● READING TEXT
Till innehåll på sidan

Dragi Anevski: Estimating a probability mass function with unknown labels

Tid: On 2016-01-27 kl 15.15

Plats: Cramér-rummet, room 306, house 6, Kräftriket

Medverkande: Dragi Anevski (Lund university)

Exportera till kalender

Abstract: Suppose one has a large number of species in an area. From this area a random sample (of size n) animals is drawn. Based on this sample one would like to estimate the distribution of the whole species population, i.e. of the seen as well as unseen species. The first to address this problem without putting a parametric assumption on the species distribution was apparently Alan Turing, who is attributed with having invented the so called Good or Good-Turing estimator (Good, 1953). Several others have since studied the problem. Lately this problem has been studied in a computer science setting by Orlitsky and coworkers (Orlitsky, 2004) who introduced a new estimator which they call the "high profile estimator" and which we call the Pattern Maximum Likelihood Estimator (PMLE).

We present the estimation problem and the estimator, give results on existence of the PMLE, consistency (with rates) for the PMLE and discuss interesting applications to forensic statistics, biology and litterature.

References:

  1. A. Orlitsky, S. Sajama, N.P. Santhanam, K. Viswanathan, and Junan Zhang. On modeling profiles instead of values. In Proceeding UAI ’04 Proceedings of the 20th conference on Uncertainty in artificial intelligence, pages 426–435, 2004.
  2. I.J. Good. The population frequencies of species and the estimation of population parameters. Biometrika, 40:237–264, 1953.

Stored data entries
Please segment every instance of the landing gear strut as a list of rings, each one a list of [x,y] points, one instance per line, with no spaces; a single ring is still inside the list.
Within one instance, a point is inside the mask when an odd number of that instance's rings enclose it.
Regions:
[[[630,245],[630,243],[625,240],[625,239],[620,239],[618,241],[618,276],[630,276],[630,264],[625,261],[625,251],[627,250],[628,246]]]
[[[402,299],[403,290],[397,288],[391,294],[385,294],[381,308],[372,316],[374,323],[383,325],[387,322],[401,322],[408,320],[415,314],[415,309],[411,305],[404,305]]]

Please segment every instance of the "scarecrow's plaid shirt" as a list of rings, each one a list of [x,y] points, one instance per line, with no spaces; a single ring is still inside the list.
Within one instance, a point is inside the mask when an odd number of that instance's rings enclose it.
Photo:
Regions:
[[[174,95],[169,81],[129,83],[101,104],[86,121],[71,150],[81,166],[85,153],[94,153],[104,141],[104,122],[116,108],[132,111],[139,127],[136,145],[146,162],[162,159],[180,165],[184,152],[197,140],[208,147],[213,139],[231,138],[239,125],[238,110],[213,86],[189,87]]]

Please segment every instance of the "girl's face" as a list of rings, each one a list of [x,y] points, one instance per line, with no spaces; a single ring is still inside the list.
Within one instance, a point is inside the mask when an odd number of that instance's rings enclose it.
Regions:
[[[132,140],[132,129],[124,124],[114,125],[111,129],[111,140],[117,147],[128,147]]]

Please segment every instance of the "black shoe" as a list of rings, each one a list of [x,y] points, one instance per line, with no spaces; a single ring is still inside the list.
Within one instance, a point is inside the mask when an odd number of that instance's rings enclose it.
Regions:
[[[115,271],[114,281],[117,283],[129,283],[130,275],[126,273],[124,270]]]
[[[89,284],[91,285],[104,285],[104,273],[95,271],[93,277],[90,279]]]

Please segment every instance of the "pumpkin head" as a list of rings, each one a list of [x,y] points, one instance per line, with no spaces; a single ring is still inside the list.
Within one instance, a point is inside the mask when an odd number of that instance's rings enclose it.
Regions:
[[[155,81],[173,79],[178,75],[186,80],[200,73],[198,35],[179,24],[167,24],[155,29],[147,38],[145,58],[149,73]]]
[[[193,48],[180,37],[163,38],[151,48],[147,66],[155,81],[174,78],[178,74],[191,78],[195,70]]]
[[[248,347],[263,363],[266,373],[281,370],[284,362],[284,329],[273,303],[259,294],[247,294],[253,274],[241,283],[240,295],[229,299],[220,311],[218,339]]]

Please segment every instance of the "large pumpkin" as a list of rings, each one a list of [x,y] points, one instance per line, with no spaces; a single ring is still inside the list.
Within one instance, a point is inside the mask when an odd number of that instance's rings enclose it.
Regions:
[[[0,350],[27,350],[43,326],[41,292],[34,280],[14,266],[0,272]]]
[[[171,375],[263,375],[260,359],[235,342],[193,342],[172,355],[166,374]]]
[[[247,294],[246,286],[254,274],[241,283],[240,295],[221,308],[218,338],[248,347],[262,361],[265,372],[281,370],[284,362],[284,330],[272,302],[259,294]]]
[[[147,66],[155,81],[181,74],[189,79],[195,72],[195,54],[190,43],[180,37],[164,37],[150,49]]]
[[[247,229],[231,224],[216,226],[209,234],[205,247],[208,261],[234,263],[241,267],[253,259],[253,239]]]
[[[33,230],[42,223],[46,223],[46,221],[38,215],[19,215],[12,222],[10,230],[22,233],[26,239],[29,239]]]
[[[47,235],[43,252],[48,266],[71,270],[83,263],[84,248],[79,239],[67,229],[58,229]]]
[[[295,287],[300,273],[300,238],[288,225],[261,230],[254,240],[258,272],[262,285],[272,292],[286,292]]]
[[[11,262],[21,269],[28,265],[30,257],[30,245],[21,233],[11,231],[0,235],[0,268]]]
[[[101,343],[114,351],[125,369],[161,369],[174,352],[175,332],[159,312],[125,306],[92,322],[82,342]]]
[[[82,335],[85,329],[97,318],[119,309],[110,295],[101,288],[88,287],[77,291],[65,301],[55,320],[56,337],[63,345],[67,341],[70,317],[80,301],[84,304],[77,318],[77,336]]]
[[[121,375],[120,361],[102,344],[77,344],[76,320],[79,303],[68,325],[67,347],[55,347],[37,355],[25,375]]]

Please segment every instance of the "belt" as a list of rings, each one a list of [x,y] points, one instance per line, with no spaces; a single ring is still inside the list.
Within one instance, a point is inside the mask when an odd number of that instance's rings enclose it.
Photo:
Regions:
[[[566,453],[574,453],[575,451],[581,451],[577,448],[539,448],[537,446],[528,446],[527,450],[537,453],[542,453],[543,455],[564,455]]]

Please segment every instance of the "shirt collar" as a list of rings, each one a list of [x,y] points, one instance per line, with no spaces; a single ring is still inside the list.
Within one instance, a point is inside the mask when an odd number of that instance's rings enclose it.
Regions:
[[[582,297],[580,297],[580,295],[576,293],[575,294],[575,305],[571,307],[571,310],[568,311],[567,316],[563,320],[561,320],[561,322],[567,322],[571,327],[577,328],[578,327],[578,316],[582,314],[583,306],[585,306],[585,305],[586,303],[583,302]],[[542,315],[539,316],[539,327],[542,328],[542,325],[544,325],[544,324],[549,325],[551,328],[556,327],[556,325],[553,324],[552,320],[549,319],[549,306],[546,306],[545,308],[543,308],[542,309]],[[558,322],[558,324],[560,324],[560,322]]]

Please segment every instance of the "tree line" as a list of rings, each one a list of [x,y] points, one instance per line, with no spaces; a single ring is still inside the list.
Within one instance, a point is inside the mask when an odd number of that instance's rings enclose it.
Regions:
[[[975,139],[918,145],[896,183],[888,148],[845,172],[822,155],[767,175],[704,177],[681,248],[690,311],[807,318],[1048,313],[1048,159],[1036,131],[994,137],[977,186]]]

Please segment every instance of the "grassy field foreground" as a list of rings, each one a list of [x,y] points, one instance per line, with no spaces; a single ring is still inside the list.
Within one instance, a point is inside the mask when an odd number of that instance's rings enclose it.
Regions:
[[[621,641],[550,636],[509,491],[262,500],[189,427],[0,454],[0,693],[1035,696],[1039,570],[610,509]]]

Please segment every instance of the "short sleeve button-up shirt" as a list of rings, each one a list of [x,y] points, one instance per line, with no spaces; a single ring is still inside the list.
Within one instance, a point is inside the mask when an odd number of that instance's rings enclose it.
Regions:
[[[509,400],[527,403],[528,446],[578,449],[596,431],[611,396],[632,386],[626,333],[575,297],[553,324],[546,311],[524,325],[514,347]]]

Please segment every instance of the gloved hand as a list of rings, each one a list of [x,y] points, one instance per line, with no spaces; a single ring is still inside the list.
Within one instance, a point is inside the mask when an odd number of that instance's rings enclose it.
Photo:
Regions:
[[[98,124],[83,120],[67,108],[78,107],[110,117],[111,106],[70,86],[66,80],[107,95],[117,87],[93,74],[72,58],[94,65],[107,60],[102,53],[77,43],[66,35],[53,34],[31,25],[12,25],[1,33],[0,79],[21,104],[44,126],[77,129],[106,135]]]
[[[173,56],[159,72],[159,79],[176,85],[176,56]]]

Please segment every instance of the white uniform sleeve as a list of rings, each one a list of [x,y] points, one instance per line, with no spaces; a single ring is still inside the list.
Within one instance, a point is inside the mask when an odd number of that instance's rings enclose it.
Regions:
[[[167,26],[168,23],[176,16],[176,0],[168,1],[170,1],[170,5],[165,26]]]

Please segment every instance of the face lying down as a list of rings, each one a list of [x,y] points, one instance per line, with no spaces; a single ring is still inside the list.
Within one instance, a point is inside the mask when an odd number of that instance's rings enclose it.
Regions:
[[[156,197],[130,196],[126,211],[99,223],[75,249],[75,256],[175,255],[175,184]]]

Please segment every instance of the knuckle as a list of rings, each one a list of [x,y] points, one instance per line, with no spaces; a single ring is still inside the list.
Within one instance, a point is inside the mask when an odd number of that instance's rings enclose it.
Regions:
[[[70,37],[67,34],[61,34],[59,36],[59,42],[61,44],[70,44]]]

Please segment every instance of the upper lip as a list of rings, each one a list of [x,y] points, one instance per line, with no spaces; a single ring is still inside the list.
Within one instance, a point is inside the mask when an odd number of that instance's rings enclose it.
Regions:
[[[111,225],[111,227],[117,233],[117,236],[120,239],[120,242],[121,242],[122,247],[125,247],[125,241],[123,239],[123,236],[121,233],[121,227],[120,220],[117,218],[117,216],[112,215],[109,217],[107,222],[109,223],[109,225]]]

● THE TASK
Answer these questions from the seminar announcement above:
(a) In what room is the talk held?
(b) Who is credited with inventing the Good or Good-Turing estimator?
(c) What name is used for the estimator that Orlitsky and coworkers call the "high profile estimator"?

● TASK SOLUTION
(a) Cramér-rummet, room 306, house 6, Kräftriket
(b) Alan Turing
(c) The Pattern Maximum Likelihood Estimator (PMLE)